Reading passage
--

Re: "Opinion of educated Republicans?"

@Vosem (deleting wall of text)

Before you start going on too much about everyone's favorite model minorities of Asians, you better understand that that is EXTREMELY depending on which Asian American subset you are talking about. Some groups like Japanese Americans who've been here for in cases over a century and a half, and many of immigrated as engineer or other professional positions, non-shockingly enough do rather well. And yes there are many examples of Vietnamese who have done well, but they had a very strong social safety net within the community that helped finance purchases of small businesses, etc. Not to mention substantial support from the US government helping them to relocate and get established.

But then you have other subsets such as cambodians and Hmong who have every bit as much the problem of ghettoization, poverty, gang affiliation among youth, Etc as African Americans or Native Americans. Hell, even in New York City the long established Chinese community has among the highest unemployment rate of any ethnic group in the city. And no, just because some of them are paid off under the table in Chinatown doesn't make any different from Hispanics and indeed many white ethnics immigrants like the Russians and the polish who are similarly so paid.

--

Dataset records

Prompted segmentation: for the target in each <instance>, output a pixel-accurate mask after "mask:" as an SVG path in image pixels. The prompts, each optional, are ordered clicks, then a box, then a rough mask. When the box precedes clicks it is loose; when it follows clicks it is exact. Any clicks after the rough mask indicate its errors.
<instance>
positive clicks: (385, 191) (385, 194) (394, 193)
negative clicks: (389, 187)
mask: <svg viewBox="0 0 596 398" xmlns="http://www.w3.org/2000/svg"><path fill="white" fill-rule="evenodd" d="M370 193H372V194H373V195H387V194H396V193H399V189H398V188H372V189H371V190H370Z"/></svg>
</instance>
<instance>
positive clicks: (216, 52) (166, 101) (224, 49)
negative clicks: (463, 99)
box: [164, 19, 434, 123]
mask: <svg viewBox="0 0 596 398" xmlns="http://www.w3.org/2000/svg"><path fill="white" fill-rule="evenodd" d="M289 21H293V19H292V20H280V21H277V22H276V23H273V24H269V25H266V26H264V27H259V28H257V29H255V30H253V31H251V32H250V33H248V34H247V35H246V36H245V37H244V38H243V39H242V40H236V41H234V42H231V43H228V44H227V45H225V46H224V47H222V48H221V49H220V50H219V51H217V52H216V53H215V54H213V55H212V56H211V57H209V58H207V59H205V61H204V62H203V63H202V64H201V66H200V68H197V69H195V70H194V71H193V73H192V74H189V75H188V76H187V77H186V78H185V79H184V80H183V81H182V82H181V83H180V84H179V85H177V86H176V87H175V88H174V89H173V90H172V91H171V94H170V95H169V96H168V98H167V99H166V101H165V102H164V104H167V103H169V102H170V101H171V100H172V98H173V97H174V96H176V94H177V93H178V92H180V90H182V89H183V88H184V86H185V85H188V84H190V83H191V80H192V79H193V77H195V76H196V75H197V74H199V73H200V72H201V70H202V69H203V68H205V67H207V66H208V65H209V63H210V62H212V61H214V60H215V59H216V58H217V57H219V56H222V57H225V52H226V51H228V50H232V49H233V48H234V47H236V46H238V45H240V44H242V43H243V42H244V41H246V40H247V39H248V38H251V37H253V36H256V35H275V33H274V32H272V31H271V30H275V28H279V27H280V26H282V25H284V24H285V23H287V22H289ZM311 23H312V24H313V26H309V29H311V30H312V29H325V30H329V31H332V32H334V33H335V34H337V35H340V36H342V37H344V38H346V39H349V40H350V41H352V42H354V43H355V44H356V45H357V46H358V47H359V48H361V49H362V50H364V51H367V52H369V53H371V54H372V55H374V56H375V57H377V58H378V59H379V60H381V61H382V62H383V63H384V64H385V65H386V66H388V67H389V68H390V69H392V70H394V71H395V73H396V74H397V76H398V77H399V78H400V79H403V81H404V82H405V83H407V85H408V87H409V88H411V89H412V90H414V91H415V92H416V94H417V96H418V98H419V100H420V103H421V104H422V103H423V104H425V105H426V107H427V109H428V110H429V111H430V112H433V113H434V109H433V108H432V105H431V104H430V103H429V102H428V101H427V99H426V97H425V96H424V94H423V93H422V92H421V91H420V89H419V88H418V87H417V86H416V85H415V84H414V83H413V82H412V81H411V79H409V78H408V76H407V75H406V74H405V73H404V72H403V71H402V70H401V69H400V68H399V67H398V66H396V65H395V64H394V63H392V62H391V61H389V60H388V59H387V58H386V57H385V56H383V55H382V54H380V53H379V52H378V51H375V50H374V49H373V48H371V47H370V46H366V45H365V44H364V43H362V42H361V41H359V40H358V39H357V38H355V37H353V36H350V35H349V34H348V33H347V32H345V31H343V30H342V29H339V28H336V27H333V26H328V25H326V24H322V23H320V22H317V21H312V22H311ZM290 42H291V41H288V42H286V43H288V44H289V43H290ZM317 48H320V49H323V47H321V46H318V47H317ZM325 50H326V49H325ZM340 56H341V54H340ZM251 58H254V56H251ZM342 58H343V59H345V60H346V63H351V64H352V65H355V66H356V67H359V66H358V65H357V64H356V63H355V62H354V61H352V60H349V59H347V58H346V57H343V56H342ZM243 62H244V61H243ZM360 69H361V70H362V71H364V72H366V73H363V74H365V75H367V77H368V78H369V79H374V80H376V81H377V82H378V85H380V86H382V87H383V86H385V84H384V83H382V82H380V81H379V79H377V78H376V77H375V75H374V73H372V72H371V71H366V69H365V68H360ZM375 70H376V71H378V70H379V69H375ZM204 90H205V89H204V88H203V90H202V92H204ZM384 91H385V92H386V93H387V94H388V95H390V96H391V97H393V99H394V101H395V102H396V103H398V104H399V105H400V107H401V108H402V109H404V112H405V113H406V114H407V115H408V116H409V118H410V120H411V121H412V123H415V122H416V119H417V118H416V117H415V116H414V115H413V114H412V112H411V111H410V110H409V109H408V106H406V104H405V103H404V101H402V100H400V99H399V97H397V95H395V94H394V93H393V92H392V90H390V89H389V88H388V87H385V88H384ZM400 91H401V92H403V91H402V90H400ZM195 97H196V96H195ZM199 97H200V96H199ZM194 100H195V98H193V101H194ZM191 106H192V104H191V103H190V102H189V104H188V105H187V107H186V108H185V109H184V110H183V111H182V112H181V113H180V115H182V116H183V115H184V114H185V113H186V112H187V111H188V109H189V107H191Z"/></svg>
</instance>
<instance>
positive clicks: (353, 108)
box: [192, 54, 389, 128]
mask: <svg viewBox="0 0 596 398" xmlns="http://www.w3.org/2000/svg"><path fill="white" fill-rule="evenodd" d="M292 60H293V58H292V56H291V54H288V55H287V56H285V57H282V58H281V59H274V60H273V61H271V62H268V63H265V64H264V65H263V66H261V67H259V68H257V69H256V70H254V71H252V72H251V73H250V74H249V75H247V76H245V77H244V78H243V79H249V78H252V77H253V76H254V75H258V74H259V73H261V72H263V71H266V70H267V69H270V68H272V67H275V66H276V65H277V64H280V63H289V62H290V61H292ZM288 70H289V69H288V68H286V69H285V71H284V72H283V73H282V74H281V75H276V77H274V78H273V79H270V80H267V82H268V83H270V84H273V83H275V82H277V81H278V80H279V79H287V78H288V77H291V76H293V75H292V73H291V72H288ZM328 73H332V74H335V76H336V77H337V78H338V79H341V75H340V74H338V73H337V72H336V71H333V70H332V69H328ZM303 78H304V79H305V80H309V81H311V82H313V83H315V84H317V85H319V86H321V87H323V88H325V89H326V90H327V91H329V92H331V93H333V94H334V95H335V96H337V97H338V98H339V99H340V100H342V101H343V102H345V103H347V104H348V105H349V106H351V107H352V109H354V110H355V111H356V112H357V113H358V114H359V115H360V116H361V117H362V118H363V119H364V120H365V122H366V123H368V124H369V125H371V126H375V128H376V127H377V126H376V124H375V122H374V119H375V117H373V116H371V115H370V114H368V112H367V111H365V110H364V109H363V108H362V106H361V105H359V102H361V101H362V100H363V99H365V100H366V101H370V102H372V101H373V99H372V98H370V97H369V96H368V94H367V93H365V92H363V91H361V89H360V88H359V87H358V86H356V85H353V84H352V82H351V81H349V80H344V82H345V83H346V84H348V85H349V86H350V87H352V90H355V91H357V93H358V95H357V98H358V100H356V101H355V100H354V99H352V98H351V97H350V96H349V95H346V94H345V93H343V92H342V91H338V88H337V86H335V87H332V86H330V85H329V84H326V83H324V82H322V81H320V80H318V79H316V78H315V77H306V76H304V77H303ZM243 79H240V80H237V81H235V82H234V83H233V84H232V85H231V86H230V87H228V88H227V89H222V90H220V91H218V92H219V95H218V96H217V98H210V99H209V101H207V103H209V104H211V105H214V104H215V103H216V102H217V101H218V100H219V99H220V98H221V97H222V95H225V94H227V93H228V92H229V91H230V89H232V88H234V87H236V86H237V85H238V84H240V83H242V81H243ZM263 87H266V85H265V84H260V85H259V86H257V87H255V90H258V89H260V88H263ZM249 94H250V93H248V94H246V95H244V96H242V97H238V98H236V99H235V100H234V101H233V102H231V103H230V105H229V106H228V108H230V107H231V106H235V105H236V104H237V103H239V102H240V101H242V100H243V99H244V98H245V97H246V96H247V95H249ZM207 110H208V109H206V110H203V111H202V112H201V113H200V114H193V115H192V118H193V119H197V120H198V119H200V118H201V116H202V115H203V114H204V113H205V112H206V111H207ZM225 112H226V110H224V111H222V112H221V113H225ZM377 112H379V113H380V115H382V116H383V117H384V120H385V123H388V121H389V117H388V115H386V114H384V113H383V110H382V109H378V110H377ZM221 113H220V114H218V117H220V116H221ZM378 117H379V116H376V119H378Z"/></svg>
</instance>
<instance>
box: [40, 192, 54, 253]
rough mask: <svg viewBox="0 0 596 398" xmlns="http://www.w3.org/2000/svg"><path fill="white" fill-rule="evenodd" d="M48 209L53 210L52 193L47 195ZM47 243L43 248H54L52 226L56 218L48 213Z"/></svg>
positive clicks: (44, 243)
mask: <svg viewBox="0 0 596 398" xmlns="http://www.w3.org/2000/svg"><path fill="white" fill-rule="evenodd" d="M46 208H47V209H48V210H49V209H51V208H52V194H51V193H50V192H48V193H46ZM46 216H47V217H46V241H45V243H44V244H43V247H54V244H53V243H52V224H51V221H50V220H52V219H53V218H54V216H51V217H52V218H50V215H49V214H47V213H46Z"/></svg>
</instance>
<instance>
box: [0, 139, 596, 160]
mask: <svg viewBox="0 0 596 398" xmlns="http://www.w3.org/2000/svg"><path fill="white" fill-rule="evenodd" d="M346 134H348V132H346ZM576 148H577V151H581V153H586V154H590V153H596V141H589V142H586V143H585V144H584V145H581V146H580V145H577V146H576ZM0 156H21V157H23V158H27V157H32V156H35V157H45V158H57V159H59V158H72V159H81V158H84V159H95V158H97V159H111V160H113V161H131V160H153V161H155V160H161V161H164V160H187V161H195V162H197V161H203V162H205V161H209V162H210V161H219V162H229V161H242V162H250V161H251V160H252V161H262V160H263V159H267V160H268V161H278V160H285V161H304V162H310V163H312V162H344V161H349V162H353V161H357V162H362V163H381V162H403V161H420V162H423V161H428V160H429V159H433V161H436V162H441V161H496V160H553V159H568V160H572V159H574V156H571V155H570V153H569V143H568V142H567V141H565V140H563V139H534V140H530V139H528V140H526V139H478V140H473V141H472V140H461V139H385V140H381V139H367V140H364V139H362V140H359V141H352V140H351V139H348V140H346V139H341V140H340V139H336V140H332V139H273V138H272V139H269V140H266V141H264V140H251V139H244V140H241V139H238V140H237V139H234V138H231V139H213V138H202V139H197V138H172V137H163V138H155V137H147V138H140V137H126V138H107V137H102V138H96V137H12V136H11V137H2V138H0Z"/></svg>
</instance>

--

Questions to answer
1. According to the forum reply, which community in New York City has among the highest unemployment rates of any ethnic group in the city?
2. Return the stretch of the entries from their first line through the line containing "negative clicks: (389, 187)", copied verbatim.

Solutions below
1. The long-established Chinese community.

2.
Prompted segmentation: for the target in each <instance>, output a pixel-accurate mask after "mask:" as an SVG path in image pixels. The prompts, each optional, are ordered clicks, then a box, then a rough mask. When the box precedes clicks it is loose; when it follows clicks it is exact. Any clicks after the rough mask indicate its errors.
<instance>
positive clicks: (385, 191) (385, 194) (394, 193)
negative clicks: (389, 187)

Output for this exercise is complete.